Work item: Copy the stretch of the public health research unit description from "Teaching details" through "and is campus-based." word for word.

Text provided:
-=-=-=-=-
Intended learning outcomes

On successful completion of the unit, students will:

  1. Understand the role of qualitative and quantitative research designs in public health research and the types of inquiry for which each may be relevant;
  2. Demonstrate an understanding of how quantitative and qualitative methods can be combined
  3. Outline ethical issues that can arise when designing and undertaking public health research.
  4. Critically appraise the validity of research studies for public health inquiry and assess the credibility of study conclusions;
  5. Identify different RCT designs and the public health questions to which each is suited;
  6. Explain common challenges in the design and statistical analysis of RCTs and describe how they are addressed;
  7. Develop eligibility criteria and a PubMed search strategy for identifying evidence for inclusion in a systematic literature review;
  8. Recognize the implications of being non-systematic, non-comprehensive, non-rigorous or non-transparent in putting together evidence syntheses;
  9. Demonstrate an understanding of the principles of survey and questionnaire design and validation
  10. Apply knowledge of the main methods of qualitative data collection and analysis
  11. Describe how qualitative research findings can be reviewed and synthesized

Teaching details

The unit will consist of 10 teaching weeks, plus reading and revision weeks. The unit is taught in teaching blocks 1 and is campus-based.

The format of the teaching weeks will be:

Directed and self-directed study: e.g. reading, e-learning, completion of assessments (150 hours)
-=-=-=-=-
Dataset records:
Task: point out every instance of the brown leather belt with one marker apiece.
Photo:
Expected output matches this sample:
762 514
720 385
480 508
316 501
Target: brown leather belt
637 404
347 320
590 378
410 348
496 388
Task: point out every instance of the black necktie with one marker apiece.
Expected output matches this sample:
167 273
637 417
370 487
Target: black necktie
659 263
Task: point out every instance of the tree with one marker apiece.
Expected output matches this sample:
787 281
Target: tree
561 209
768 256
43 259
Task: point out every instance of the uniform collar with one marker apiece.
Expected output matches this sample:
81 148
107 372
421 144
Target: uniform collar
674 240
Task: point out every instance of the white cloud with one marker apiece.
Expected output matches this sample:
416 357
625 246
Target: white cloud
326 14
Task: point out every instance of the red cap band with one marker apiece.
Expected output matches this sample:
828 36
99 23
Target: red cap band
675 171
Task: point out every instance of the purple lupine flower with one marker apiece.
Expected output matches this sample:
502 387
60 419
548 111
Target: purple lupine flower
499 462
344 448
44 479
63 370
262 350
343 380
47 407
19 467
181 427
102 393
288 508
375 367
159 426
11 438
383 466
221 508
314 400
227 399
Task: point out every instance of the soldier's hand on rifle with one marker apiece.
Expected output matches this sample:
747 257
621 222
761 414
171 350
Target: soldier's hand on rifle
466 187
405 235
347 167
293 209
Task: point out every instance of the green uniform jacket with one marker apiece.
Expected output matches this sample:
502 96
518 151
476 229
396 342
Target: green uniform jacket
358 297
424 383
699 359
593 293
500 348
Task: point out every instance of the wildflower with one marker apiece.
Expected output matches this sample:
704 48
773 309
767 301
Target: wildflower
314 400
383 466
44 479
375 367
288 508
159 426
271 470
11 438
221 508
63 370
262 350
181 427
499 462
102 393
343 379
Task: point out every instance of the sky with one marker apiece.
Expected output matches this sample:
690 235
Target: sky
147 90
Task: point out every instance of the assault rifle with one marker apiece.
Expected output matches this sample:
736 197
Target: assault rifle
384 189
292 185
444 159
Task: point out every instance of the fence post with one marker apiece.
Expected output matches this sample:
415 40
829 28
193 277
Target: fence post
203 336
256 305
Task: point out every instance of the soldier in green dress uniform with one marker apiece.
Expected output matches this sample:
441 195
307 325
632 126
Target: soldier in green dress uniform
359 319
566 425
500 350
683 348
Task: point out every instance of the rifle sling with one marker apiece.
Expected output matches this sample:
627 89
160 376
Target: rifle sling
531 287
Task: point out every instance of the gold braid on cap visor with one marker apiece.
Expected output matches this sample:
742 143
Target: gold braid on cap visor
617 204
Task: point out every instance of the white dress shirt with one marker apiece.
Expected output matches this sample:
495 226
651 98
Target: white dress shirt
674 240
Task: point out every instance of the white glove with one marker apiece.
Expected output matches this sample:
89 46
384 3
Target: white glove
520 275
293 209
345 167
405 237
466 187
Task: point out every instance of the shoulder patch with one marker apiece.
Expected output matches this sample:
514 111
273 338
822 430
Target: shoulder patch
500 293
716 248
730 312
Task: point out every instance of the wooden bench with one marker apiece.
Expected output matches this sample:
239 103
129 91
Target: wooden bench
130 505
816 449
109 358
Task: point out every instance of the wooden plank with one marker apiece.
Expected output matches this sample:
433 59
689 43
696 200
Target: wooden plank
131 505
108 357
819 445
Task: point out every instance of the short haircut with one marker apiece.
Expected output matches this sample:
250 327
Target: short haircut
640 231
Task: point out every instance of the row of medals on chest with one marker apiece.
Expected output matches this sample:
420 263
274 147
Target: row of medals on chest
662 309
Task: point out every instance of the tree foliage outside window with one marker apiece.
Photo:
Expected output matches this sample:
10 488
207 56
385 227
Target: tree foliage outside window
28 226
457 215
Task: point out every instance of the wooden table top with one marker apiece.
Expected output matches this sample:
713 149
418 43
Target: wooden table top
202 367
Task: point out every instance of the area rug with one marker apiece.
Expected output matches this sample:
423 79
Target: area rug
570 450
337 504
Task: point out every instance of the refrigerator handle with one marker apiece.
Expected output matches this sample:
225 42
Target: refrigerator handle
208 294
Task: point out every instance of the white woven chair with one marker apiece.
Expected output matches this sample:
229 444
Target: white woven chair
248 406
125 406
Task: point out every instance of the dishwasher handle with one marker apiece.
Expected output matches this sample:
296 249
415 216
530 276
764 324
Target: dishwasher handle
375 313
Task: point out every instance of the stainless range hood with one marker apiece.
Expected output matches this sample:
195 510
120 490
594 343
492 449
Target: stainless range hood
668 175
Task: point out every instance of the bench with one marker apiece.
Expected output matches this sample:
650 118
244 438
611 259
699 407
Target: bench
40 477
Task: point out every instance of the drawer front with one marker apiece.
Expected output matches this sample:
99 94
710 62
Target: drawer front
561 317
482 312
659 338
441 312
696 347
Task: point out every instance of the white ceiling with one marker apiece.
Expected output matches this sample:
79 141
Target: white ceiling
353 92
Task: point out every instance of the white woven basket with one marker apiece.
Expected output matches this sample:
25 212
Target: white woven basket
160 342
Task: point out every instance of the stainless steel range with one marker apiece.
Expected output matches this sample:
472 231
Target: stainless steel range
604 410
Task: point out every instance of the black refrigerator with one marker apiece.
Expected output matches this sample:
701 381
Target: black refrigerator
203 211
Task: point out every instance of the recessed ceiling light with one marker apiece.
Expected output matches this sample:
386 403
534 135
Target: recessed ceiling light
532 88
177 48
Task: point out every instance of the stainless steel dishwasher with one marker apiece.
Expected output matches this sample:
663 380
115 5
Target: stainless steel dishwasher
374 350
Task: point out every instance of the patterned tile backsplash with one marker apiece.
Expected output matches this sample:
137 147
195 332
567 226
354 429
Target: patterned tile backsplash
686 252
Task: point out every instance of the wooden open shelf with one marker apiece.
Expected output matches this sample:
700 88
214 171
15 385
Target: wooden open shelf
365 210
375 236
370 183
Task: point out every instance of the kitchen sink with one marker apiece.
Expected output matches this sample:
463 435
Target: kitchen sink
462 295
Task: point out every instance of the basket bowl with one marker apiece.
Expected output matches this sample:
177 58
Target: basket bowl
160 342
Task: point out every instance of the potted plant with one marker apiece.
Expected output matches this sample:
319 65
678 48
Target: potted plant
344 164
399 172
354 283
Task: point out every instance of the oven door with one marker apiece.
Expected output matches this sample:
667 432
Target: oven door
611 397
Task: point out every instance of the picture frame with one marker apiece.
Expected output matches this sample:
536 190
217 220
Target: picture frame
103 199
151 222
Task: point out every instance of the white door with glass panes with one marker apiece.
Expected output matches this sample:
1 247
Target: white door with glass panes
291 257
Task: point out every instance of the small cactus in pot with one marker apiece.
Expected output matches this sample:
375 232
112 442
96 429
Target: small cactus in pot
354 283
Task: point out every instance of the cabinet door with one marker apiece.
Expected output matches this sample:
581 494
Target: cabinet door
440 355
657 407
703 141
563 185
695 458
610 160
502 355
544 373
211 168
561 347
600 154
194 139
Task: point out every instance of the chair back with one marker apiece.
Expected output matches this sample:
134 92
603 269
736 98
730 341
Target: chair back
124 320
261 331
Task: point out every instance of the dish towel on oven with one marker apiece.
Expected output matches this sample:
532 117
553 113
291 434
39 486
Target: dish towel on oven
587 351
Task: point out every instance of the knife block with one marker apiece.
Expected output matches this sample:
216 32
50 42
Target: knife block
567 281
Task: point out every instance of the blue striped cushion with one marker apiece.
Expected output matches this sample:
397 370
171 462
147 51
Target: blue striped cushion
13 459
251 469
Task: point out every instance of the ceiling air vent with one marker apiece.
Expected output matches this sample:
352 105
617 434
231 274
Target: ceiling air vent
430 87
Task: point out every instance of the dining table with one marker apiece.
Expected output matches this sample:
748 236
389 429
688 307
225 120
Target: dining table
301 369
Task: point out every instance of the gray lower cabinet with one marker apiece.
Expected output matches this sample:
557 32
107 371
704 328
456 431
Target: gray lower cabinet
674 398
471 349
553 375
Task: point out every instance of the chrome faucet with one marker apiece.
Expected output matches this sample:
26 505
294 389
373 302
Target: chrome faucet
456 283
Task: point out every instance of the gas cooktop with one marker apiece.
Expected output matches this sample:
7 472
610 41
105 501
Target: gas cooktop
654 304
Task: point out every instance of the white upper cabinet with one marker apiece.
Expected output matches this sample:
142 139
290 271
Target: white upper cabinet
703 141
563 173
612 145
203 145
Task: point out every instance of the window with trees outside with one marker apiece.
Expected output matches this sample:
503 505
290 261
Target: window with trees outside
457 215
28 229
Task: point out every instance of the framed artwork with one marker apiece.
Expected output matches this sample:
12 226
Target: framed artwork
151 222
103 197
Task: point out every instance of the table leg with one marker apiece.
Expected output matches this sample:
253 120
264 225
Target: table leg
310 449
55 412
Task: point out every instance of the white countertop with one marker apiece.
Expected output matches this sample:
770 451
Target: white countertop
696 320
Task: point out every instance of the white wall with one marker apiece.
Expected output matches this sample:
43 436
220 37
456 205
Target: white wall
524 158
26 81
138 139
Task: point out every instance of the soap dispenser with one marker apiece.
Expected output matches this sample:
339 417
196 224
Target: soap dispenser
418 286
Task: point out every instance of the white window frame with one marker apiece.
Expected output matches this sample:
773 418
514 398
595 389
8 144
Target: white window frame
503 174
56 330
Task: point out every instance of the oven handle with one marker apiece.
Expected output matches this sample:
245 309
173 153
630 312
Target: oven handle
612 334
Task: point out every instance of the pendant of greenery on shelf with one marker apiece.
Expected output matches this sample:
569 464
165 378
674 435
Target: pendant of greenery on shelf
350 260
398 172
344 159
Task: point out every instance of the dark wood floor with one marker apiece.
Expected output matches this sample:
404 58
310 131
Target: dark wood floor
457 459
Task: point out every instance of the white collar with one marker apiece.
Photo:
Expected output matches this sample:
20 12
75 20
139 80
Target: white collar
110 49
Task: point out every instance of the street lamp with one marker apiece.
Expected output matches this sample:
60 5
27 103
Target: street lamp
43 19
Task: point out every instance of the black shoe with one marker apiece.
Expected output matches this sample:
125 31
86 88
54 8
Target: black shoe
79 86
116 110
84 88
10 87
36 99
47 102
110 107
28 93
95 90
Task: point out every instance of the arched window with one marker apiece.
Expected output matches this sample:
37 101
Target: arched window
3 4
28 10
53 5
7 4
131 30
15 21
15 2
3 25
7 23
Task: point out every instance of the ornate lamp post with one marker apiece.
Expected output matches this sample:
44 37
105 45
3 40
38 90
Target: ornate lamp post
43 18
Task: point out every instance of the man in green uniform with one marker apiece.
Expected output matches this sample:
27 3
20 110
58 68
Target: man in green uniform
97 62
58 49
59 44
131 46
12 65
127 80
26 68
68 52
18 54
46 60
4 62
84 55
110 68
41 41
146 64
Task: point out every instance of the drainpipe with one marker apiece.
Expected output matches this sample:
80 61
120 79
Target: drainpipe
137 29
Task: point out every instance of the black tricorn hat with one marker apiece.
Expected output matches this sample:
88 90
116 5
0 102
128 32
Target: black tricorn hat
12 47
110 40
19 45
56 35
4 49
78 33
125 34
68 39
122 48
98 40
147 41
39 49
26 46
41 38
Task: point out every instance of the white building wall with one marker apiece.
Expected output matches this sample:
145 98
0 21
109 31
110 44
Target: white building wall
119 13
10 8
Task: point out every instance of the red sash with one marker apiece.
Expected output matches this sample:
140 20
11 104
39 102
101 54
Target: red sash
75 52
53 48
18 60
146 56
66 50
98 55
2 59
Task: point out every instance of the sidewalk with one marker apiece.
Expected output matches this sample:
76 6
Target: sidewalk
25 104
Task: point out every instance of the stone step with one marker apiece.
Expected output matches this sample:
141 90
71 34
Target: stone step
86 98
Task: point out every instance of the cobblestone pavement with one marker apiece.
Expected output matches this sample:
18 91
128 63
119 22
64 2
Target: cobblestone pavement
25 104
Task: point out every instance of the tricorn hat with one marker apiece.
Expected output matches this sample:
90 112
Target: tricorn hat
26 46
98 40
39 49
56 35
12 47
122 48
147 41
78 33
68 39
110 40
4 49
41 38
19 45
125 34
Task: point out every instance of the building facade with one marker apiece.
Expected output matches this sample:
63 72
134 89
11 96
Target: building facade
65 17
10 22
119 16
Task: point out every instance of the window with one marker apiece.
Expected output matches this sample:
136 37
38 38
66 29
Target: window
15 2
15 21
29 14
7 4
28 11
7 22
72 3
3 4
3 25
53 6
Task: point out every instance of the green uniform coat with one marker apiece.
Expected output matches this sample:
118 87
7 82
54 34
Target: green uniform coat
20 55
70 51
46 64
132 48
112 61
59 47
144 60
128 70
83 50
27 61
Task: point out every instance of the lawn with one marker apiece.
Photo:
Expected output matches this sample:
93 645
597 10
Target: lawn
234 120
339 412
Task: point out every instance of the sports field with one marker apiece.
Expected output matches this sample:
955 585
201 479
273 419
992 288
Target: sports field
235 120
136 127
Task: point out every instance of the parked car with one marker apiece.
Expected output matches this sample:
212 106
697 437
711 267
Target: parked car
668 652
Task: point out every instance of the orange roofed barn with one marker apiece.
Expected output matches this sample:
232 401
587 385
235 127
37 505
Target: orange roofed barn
-=-=-=-=-
Response to this exercise:
Teaching details

The unit will consist of 10 teaching weeks, plus reading and revision weeks. The unit is taught in teaching blocks 1 and is campus-based.